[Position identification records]
----

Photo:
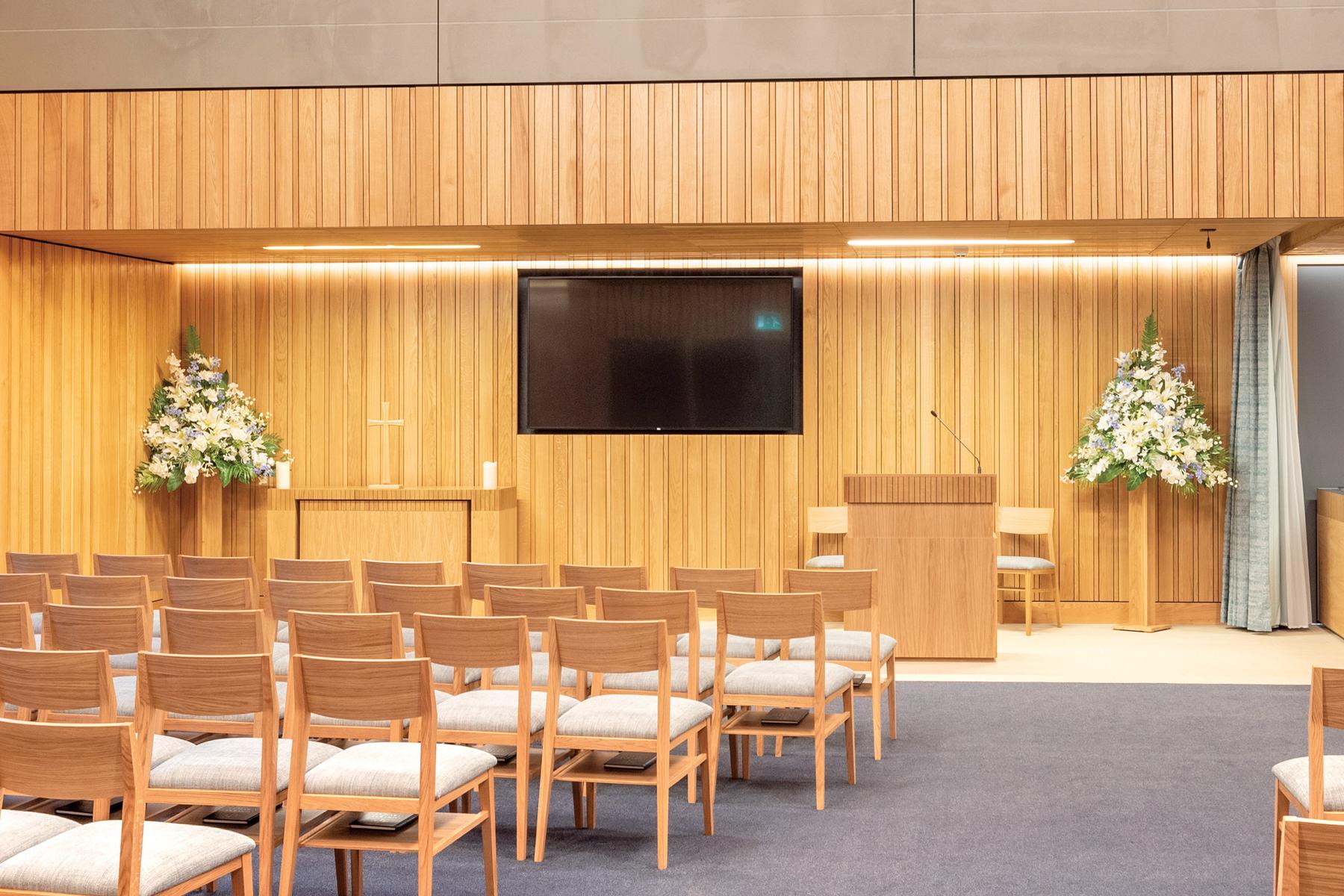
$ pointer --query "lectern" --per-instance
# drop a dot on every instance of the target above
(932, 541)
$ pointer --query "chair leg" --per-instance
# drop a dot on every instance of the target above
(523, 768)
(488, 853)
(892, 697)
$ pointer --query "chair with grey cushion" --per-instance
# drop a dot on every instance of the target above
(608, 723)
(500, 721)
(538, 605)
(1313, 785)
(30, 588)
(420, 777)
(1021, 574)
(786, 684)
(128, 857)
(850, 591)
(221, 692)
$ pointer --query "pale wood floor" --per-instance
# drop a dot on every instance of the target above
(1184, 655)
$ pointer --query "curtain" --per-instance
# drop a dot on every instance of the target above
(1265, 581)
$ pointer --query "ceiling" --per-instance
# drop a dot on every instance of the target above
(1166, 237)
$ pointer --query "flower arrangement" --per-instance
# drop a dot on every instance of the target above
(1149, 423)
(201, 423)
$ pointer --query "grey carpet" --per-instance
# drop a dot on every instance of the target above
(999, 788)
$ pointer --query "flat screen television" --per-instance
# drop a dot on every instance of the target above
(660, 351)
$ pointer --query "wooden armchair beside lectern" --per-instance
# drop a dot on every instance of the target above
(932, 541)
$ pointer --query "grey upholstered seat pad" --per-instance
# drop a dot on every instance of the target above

----

### [Work to do]
Please print the material above, everything from its start down to and including the line that contains "(1184, 655)". Leave the pictures out.

### [Task result]
Photo:
$ pointer --query "lectern" --per-instance
# drop a dot on every instance of the target above
(932, 541)
$ pointer --query "chair leg" --per-instance
# drop a dot on every instance of the target above
(523, 768)
(488, 853)
(892, 697)
$ pointer --query "chair with grey cushion" --per-instance
# drop a dot on every instance of the target above
(608, 723)
(500, 721)
(538, 605)
(1313, 785)
(30, 588)
(420, 777)
(1021, 574)
(786, 684)
(128, 857)
(850, 591)
(221, 692)
$ pointer --query "pale wood floor" --per-instance
# drop a dot on every instance of the target above
(1184, 655)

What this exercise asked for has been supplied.